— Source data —
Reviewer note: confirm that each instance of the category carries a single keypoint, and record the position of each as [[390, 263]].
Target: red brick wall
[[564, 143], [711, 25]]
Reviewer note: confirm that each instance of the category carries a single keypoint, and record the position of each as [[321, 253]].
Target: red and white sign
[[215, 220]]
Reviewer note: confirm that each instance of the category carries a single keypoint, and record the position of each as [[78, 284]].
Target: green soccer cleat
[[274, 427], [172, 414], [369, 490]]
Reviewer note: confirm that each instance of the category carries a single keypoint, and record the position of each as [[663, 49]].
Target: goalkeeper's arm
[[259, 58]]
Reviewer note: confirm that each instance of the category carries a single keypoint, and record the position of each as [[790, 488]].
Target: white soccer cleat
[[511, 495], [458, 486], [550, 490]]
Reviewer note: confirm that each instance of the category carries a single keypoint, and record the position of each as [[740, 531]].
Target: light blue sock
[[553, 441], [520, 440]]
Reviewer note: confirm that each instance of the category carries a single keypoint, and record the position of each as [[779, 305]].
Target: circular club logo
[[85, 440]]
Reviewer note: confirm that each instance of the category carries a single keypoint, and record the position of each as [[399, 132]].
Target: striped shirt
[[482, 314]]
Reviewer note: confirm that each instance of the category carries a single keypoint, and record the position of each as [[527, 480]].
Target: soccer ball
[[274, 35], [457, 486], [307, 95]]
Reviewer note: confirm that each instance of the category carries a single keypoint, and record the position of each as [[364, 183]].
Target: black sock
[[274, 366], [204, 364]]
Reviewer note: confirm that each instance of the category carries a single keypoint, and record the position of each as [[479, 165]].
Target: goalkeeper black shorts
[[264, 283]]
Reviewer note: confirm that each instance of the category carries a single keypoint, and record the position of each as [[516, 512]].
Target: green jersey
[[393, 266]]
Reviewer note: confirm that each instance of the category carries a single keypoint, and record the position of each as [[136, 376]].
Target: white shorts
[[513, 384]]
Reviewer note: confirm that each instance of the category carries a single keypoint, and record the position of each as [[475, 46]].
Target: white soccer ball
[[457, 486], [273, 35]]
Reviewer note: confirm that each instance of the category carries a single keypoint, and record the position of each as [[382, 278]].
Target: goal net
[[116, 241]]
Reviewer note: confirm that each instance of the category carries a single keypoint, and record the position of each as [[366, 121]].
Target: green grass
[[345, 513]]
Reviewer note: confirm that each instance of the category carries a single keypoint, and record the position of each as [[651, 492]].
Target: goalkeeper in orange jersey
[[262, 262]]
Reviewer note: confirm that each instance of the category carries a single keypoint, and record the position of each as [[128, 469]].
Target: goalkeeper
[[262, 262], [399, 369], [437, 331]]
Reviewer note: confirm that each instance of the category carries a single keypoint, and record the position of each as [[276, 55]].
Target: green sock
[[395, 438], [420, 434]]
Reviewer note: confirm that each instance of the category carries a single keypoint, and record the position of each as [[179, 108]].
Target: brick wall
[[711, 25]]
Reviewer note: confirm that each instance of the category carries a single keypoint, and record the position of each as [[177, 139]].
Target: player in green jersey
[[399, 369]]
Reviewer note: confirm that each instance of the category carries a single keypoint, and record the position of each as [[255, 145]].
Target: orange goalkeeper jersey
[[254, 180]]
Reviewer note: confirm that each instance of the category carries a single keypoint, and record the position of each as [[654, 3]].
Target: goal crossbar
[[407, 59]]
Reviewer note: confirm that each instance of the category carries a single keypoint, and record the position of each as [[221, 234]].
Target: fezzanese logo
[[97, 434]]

— Prompt —
Beginning at the line above that contains "Target: brick wall", return each line exactly through the line that contains "as [[255, 145]].", and no others.

— Task response —
Target: brick wall
[[711, 25]]
Reviewer note: confirm that each instance of the category carries a single keypoint, and record the position of each as [[177, 139]].
Target: player in green jersey
[[399, 369]]
Reviewer note: confirm that each instance of the category carries a single keypoint, and record the position of each as [[255, 145]].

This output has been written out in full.